The expected copy holds every entry exactly and none of the pictures.
START Data records
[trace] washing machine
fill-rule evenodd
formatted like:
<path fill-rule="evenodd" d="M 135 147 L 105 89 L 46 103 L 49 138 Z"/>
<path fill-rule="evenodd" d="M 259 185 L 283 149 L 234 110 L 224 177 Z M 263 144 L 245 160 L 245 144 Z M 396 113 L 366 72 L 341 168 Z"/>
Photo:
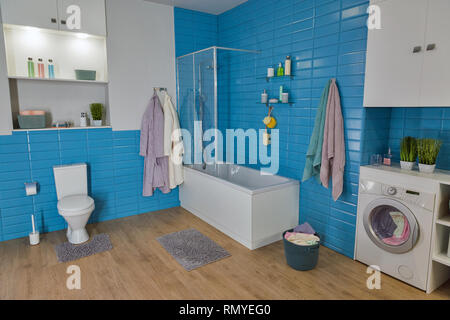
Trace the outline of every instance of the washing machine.
<path fill-rule="evenodd" d="M 436 198 L 430 190 L 420 177 L 361 167 L 355 259 L 426 290 Z"/>

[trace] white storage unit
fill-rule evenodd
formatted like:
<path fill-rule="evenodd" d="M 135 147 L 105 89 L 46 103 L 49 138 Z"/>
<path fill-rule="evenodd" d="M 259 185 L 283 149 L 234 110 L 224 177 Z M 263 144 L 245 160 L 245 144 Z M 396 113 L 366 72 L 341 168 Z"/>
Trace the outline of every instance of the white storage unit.
<path fill-rule="evenodd" d="M 105 0 L 1 0 L 3 23 L 106 36 Z M 67 13 L 80 7 L 80 29 L 71 30 Z"/>
<path fill-rule="evenodd" d="M 372 0 L 365 107 L 450 106 L 450 0 Z"/>

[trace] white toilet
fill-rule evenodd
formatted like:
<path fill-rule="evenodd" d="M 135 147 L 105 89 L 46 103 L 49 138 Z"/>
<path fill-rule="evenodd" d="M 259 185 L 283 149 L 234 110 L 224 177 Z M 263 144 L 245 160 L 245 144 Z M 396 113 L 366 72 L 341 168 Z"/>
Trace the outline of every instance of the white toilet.
<path fill-rule="evenodd" d="M 94 199 L 88 196 L 87 165 L 85 163 L 55 166 L 58 212 L 69 225 L 67 239 L 80 244 L 89 240 L 86 224 L 95 209 Z"/>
END Data records
# Result
[trace] washing machine
fill-rule evenodd
formatted like:
<path fill-rule="evenodd" d="M 135 147 L 105 89 L 46 103 L 49 138 Z"/>
<path fill-rule="evenodd" d="M 259 185 L 283 149 L 234 110 L 224 177 Z M 263 144 L 245 160 L 245 144 Z M 396 113 L 366 72 L 341 168 Z"/>
Photo:
Trace the outline of every instance of the washing machine.
<path fill-rule="evenodd" d="M 436 198 L 430 190 L 420 177 L 361 167 L 355 259 L 426 290 Z"/>

[trace] white storage unit
fill-rule evenodd
formatted like:
<path fill-rule="evenodd" d="M 135 147 L 105 89 L 46 103 L 49 138 Z"/>
<path fill-rule="evenodd" d="M 259 185 L 283 149 L 234 110 L 224 177 Z M 263 144 L 245 160 L 245 144 Z M 396 113 L 366 72 L 341 168 Z"/>
Trace the outline of every instance of the white storage unit.
<path fill-rule="evenodd" d="M 105 0 L 1 0 L 3 23 L 106 36 Z M 67 13 L 80 7 L 80 29 L 71 30 Z"/>
<path fill-rule="evenodd" d="M 372 0 L 365 107 L 450 106 L 450 0 Z"/>

[trace] white toilet
fill-rule evenodd
formatted like:
<path fill-rule="evenodd" d="M 135 147 L 105 89 L 46 103 L 49 138 Z"/>
<path fill-rule="evenodd" d="M 259 185 L 283 149 L 234 110 L 224 177 Z M 263 144 L 245 160 L 245 144 Z M 396 113 L 366 72 L 341 168 Z"/>
Trace the outline of every instance of the white toilet.
<path fill-rule="evenodd" d="M 94 199 L 88 196 L 87 165 L 85 163 L 55 166 L 58 212 L 69 225 L 67 239 L 80 244 L 89 240 L 86 224 L 95 209 Z"/>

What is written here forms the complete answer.